Study text
::::::::::

On November 1st 2013 I joined Prof. Stephane Bordas’ team in the Research Unit in Engineering Science at the University of Luxembourg.
Prior to this I studied for my PhD in the Department of Aeronautics at Imperial College London (2009-2013) under the supervision of Dr. Pedro M. Baiz Villafranca. My thesis, funded by the EPSRC through the Department of Aeronautics Doctoral Training Award, looked at how mixed variational methods, long used in the finite element method community, could be applied to the problem of alleviating the shear-locking phenomenon in meshless or meshfree numerical methods.During my Master of Engineering at Bristol University (2004-2008) I developed analytical models for understanding plasticity in aluminium bars subject to three point bending.I spent one year abroad at Rice University (2006-2007) where I developed Monte Carlo molecular simulations of cross-flow filtration processes.
Broadly speaking, my research interests lie in the field of Computational Mechanics. Within this, I concentrate on the following areas:
Implicit boundary methods particularly suited to simulating models derived from medical images.

::::::::::

(Collected data)

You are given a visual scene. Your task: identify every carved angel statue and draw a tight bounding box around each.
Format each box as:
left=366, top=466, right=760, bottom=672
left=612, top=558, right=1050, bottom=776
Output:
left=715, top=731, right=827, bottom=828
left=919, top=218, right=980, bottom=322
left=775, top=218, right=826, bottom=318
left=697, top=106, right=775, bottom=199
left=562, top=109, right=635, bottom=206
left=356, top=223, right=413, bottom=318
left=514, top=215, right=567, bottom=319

::::::::::

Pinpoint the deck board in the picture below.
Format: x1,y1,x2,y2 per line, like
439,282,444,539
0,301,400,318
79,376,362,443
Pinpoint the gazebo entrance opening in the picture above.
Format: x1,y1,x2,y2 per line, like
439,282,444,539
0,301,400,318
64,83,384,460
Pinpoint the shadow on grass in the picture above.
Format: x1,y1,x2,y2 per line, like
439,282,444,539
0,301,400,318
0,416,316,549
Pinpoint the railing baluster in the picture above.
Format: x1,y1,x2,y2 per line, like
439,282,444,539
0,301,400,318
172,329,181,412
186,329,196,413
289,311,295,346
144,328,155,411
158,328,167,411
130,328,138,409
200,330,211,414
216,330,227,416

::::::::::

Task description
Rewrite the research profile starting at "Broadly speaking, my" and ending at "from medical images.", replacing "medical images" with "clinical scans".

Written answer
Broadly speaking, my research interests lie in the field of Computational Mechanics. Within this, I concentrate on the following areas:
Implicit boundary methods particularly suited to simulating models derived from clinical scans.